Take each line of the data that contains the string "black" and copy it.
___ Provided data
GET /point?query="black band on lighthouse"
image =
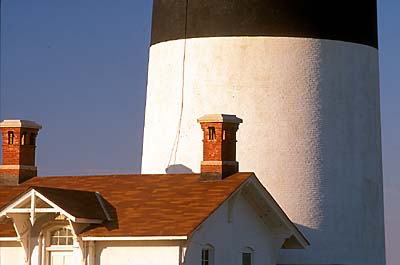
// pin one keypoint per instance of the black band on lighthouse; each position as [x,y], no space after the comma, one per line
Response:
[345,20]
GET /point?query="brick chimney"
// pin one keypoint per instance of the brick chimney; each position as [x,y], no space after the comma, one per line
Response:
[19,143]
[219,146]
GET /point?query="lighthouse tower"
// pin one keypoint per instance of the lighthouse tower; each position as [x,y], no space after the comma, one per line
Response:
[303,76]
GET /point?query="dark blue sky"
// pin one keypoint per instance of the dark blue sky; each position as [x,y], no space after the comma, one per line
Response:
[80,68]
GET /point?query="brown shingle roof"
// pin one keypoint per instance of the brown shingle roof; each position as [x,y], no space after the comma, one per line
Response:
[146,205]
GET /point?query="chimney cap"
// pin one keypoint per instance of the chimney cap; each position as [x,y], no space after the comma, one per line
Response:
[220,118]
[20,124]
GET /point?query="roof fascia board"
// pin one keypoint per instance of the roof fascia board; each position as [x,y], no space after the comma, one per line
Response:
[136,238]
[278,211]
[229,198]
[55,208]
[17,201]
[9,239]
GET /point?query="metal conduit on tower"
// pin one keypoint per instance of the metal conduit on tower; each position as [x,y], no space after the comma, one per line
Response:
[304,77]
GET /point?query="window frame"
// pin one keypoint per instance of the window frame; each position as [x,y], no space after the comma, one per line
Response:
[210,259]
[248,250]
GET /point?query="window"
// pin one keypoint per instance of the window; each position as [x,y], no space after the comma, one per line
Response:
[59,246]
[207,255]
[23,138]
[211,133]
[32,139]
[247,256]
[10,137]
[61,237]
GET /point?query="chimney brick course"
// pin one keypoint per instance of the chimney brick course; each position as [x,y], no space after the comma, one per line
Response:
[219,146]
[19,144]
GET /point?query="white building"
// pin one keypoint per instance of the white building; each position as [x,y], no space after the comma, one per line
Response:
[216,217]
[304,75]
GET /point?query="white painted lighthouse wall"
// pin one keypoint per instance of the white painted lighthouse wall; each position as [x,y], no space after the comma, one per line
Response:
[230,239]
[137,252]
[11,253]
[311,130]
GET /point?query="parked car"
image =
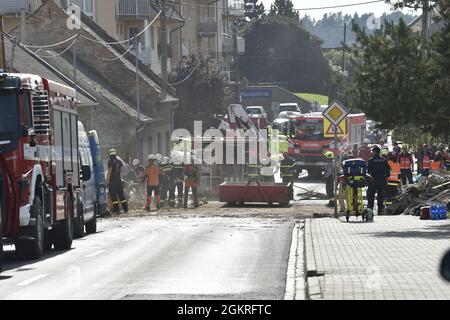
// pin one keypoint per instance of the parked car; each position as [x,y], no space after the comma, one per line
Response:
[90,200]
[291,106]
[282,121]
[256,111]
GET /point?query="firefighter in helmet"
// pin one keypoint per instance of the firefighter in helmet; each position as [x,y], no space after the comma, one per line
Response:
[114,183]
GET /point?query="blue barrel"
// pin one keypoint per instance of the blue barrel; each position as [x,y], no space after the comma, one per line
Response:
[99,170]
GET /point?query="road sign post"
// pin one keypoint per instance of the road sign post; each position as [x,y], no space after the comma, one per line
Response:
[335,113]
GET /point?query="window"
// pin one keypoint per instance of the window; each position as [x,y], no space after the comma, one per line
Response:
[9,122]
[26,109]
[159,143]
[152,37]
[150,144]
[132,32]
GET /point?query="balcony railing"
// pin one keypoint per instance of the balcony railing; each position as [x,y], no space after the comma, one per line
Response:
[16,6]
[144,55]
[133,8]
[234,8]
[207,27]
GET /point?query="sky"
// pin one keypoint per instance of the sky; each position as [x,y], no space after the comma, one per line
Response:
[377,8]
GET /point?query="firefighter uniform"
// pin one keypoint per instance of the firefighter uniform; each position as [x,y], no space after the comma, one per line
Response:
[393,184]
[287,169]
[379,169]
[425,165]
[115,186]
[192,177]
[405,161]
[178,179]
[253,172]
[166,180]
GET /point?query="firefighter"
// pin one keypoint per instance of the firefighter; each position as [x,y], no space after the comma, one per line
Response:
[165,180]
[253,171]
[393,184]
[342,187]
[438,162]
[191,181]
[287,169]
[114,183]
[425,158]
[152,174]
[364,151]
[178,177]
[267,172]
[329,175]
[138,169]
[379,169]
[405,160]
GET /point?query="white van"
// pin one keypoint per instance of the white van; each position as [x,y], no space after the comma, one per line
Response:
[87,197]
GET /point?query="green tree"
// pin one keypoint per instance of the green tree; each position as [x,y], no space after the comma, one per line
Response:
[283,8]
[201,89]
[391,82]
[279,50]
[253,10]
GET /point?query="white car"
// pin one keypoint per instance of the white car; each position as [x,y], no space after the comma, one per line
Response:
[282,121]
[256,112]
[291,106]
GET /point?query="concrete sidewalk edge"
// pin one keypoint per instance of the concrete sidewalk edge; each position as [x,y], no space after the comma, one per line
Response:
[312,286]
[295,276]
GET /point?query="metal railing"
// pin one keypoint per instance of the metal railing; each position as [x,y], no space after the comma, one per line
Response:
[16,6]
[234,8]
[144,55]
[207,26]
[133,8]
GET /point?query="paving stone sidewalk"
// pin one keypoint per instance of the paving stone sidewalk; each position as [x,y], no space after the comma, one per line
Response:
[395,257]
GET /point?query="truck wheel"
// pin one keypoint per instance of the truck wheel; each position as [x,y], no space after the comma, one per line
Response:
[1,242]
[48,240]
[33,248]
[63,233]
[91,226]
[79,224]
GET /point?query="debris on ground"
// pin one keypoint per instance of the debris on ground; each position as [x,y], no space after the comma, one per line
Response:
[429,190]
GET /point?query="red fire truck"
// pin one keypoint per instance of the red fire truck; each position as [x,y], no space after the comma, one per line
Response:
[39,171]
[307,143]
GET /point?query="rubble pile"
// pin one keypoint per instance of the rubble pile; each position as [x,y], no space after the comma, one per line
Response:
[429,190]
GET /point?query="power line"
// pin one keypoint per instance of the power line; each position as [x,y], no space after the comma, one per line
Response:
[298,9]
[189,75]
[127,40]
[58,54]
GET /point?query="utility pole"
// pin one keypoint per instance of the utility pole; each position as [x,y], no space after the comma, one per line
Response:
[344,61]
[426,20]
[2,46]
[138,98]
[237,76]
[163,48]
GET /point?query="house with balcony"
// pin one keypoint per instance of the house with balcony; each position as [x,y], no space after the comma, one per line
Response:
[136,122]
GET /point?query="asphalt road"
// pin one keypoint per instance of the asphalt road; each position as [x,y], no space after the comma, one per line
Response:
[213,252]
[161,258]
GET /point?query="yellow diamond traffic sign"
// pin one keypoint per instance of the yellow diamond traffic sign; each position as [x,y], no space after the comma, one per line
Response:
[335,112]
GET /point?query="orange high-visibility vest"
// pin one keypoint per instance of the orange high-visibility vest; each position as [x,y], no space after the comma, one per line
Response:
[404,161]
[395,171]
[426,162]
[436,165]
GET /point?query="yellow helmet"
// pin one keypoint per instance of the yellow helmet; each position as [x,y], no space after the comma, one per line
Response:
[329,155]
______
___ Provided data
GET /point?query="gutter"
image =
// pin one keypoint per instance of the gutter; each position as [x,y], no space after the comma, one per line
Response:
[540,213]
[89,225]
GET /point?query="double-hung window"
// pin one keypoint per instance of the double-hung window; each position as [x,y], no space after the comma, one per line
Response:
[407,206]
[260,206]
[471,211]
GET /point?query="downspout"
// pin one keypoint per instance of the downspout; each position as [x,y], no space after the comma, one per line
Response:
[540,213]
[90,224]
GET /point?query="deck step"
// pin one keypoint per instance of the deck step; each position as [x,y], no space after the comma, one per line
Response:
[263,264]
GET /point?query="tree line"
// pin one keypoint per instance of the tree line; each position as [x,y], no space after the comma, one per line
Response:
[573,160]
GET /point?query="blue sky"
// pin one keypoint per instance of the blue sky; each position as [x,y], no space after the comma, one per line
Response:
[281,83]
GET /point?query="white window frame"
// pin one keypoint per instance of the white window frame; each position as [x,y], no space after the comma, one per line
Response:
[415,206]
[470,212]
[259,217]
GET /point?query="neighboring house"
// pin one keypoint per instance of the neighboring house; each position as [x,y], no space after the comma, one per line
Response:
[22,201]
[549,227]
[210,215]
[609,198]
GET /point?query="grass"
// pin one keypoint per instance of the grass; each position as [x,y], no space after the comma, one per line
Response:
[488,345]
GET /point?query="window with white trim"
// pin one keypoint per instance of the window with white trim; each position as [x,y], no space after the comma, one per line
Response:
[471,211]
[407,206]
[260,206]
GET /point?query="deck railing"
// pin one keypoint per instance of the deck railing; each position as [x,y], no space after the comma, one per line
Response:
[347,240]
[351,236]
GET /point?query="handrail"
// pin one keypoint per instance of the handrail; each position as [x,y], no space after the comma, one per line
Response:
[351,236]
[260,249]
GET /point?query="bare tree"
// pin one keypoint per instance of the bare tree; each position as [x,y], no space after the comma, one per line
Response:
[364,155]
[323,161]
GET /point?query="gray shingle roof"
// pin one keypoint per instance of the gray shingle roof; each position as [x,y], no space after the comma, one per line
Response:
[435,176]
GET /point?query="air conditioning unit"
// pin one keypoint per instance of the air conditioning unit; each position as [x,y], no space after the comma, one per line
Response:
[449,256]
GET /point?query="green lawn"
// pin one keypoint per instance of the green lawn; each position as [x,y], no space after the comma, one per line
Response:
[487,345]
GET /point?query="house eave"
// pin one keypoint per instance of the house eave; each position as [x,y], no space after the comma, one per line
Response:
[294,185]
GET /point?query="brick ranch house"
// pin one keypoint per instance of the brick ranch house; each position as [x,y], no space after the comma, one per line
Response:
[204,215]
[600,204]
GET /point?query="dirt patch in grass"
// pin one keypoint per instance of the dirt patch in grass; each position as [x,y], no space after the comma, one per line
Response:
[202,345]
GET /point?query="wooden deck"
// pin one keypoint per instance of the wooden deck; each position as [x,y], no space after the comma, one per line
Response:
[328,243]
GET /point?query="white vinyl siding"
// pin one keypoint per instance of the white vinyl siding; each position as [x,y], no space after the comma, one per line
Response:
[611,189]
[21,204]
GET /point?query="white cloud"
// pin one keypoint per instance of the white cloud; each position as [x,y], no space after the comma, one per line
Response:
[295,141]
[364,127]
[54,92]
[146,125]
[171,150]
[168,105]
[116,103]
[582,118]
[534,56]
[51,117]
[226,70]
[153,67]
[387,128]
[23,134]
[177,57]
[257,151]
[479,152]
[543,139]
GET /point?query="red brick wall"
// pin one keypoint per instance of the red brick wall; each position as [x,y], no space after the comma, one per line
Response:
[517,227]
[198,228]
______
→ **Response**
GET /point?query="black band on lighthouse"
// pin one keypoint per instance of the black band on lighthouse; each position as [x,y], no space after the comma, one per line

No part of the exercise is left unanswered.